CfP: Museums and the Working Class

Call for papers, deadline 28 June 2019

Adele Chynoweth, from the Centre for Heritage and Museum Studies, has been invited by Routledge to submit a proposal for an edited peer-reviewed collection provisionally entitled Museums and the Working Class.

 

On 5 January 2019, a neo-Nazi rally took place in the Melbourne suburb of St Kilda, in Australia. Counter commentary on social media shunned the participants as ‘white trash’ with ‘mullet’ haircuts. It is not that public displays by the far-right is not a serious cause for concern. What is interesting to note is that their racist politics were critically framed by signifiers associated with bad taste and poverty.

 

Within the Australian museum sector, in 2003, the co-founder of the Care Leavers of Australasia Network (CLAN), repeatedly contacted the National Museum of Australia requesting an exhibition about the experiences of non-Indigenous Australian children (known as the ‘Forgotten Australians” or “Care Leavers”) who grew up in orphanages in Australia. She was ignored for several years, despite, or because of, the fact the narratives pertaining to the Stolen Generations were already exhibited in the Museum.[1] Preliminary anecdotal evidence suggests that the refusal to exhibit the history of the Forgotten Australians was informed by a view that these white children were not sufficiently griefworthy in comparison with institutionalised Aboriginal and Torres Strait Islander children. It is not that this observation is not apt. Historian Peter Read’s analysis that the colonial domination that separated Aboriginal children from their communities was, in effect, an attempt of cultural genocide is crucial and compelling.[2] Instead, a belief that the contemporary white working class must fulfil legitimacy of victimhood before they can earn a place in the National Museum of Australia contrasts sharply with the plethora of exhibited material depicting the lives of middle-class, non-Indigenous Australians throughout the Museum.

 

UK journalist Gary Younge notes that the discourse of diversity pays little attention to economic difference, leaving ‘the white working class stranded without a sponsor… [T]hey are assumed to have no culture. They are told their whiteness is a mark of power they have never felt and a signifier for potential bigotry they may not harbor.’ [3]

Sociologist Michèle Lamont notes that neoliberalism is responsible for a growth in recognition gaps of low-status groups and proposes a research agenda for a ‘study of destigmatisation’ to support ways in which cultural membership may be broadened. [4]

 

On the other hand, Zoe Williams states that the white working class does not exist because society is multiracial.[5] Economist Faiza Shaheen is also critical of a narrative that denies multiethnicity. She positions the white working class as a constructed scapegoat that enables the elite to disavow their own prejudice.[6] American sociologist Matt Wray critically positions the term “white trash” as both an ‘ethnoracial signifier’ and ‘a signifier of abject class status’.[7]

 

This volume aims to place a discussion of class within the field of museology. A variety of points of view within the wider discourse of class are welcome. How do museums deny and marginalise or, support and encourage representations of the working and poverty classes? Is this work framed in the past or connected with contemporary struggle and achievements? Do museums encourage an intersection between multiculturalism and class? Between class and other identities?
★ ★ ★ ★ ★
• [GIVEN INSTRUCTION] Repeat word for word the stretch of the call for papers from "This volume aims" through "and other identities?".

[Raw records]
★ ★ ★ ★ ★
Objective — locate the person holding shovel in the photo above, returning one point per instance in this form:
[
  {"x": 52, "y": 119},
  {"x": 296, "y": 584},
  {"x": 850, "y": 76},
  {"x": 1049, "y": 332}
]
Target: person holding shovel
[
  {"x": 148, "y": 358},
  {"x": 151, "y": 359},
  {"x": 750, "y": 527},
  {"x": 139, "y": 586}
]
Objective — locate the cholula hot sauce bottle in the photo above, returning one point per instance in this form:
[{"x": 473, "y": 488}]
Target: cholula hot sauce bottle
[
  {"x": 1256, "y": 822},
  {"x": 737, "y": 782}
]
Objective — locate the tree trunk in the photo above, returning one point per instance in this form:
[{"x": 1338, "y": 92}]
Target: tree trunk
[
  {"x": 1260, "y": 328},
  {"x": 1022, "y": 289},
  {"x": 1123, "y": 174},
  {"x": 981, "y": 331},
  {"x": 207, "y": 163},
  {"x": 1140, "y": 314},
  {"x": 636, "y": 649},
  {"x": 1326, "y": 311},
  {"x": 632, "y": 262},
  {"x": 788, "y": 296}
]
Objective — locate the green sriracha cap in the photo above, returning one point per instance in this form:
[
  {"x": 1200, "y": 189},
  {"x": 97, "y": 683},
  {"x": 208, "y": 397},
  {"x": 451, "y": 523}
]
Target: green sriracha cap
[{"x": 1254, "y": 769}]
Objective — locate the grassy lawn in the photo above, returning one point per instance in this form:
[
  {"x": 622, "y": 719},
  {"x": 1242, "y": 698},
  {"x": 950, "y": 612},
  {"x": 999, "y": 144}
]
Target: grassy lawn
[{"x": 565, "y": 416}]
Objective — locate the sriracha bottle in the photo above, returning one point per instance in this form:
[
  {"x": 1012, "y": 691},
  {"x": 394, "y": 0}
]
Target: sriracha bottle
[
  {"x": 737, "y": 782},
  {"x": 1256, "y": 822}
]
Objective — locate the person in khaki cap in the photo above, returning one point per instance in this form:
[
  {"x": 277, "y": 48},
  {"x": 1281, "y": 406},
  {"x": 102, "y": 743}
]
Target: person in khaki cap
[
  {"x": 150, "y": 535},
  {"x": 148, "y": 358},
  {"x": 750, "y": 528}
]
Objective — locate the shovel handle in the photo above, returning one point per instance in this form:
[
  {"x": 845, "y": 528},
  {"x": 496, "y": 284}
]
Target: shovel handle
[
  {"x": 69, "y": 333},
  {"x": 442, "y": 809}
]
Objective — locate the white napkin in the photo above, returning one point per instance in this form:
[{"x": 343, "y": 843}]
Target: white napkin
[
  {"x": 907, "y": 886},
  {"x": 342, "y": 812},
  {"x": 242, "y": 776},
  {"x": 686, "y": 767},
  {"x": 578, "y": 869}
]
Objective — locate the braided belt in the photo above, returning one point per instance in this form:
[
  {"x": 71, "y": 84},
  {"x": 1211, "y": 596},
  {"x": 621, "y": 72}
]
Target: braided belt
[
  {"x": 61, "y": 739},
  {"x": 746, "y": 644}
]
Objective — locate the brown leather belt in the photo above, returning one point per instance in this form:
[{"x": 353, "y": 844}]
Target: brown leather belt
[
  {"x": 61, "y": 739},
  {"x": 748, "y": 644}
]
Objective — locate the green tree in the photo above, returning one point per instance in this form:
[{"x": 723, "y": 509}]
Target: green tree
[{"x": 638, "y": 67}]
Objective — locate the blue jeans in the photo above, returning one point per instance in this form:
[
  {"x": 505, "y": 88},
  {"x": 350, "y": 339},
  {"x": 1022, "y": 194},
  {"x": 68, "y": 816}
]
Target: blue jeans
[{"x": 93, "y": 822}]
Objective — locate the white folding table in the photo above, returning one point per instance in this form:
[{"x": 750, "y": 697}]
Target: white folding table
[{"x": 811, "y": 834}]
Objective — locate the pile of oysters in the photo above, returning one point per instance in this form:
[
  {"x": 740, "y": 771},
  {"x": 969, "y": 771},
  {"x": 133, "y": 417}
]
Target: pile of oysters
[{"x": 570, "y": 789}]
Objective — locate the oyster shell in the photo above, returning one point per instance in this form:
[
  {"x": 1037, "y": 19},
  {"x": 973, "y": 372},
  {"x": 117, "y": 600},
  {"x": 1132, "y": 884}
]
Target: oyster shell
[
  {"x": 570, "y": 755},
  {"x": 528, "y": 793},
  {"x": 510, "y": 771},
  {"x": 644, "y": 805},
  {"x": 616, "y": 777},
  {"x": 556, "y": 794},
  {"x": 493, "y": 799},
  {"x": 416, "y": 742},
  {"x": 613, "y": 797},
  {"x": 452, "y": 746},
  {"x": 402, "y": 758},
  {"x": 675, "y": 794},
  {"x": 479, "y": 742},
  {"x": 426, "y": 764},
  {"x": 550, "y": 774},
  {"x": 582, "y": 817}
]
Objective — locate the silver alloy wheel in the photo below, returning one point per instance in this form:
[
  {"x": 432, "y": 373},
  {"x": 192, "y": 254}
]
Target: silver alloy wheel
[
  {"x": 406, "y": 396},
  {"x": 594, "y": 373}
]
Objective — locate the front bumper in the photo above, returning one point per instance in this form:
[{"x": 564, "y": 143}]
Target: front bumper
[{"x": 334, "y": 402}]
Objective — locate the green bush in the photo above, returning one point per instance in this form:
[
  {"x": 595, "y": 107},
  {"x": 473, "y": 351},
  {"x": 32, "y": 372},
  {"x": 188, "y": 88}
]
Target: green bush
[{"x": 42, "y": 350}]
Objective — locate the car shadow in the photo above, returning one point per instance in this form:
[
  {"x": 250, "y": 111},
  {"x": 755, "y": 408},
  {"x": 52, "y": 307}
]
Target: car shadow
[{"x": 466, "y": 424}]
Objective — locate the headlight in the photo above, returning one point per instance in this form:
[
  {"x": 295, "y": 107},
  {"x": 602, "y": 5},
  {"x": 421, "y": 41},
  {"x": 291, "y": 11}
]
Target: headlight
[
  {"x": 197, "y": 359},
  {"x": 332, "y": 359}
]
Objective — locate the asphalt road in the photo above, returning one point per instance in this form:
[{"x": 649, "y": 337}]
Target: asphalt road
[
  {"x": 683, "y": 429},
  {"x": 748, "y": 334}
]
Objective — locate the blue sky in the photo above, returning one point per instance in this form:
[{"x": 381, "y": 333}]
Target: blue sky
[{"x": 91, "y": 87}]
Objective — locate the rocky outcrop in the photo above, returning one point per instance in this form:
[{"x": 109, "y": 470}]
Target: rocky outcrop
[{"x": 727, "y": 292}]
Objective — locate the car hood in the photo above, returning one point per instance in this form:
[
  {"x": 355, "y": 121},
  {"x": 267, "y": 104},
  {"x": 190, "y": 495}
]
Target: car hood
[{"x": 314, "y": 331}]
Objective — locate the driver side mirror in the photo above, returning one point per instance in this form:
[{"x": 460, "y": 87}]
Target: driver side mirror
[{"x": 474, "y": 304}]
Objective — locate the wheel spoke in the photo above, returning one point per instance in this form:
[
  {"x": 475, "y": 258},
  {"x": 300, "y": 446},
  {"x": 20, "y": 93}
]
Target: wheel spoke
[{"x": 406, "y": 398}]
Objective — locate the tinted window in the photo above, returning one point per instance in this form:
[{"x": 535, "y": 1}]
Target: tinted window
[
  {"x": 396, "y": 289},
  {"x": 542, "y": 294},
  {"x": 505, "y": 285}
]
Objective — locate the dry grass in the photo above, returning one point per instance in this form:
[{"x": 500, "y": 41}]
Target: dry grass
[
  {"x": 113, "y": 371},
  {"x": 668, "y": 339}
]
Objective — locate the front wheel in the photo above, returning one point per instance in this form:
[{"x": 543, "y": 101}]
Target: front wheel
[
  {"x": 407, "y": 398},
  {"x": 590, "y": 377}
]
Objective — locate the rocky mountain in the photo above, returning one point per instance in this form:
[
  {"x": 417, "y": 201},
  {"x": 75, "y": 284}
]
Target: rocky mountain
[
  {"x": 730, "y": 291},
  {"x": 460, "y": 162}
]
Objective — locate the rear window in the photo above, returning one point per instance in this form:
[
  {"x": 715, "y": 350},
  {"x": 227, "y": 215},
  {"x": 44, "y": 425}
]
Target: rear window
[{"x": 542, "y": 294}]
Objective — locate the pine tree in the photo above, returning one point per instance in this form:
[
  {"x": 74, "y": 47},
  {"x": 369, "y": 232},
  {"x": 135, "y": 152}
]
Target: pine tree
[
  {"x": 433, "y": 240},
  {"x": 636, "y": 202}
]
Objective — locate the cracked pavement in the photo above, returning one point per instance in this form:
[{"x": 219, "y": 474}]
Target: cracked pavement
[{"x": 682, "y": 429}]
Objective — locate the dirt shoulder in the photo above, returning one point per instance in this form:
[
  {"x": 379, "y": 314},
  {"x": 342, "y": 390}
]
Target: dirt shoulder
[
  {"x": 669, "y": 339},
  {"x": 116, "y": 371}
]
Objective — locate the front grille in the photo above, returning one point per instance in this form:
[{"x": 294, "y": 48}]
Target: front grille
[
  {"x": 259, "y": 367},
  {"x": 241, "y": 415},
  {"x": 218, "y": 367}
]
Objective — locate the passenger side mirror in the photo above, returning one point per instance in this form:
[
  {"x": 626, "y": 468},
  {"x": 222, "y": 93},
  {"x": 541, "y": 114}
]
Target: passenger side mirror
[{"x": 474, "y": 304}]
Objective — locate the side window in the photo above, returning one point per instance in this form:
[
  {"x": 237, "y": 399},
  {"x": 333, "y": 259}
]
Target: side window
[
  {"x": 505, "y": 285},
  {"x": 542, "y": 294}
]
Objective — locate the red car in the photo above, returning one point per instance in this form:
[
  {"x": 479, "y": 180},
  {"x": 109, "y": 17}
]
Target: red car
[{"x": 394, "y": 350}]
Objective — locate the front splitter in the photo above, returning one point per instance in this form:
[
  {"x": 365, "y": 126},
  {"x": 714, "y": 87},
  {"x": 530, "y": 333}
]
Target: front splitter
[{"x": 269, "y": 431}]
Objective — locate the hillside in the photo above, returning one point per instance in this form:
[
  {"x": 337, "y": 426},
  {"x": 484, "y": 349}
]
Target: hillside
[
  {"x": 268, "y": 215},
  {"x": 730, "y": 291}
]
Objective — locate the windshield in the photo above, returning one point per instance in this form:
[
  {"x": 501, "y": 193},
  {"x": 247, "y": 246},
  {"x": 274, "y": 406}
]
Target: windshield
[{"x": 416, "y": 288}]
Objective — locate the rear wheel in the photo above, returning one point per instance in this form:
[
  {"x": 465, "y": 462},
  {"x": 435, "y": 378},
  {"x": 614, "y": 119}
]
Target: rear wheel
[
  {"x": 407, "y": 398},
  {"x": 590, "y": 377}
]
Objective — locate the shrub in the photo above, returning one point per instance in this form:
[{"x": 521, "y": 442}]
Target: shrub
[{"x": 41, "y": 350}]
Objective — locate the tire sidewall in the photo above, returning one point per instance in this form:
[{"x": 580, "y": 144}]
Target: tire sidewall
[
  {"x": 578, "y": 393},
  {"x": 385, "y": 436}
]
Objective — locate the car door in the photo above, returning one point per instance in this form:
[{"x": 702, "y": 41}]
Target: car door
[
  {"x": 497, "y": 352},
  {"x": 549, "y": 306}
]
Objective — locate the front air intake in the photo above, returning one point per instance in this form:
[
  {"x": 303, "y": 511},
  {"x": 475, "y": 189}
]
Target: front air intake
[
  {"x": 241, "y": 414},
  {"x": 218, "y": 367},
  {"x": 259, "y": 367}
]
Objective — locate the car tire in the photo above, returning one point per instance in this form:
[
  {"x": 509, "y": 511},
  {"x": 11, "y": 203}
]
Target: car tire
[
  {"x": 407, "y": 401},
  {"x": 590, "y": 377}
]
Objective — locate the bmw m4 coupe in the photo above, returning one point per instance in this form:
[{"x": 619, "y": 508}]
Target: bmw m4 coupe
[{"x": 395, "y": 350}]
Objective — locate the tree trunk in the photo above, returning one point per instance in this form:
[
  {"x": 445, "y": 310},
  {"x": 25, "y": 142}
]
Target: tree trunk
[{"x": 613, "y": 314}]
★ ★ ★ ★ ★
• [OUTPUT OF THE TASK]
This volume aims to place a discussion of class within the field of museology. A variety of points of view within the wider discourse of class are welcome. How do museums deny and marginalise or, support and encourage representations of the working and poverty classes? Is this work framed in the past or connected with contemporary struggle and achievements? Do museums encourage an intersection between multiculturalism and class? Between class and other identities?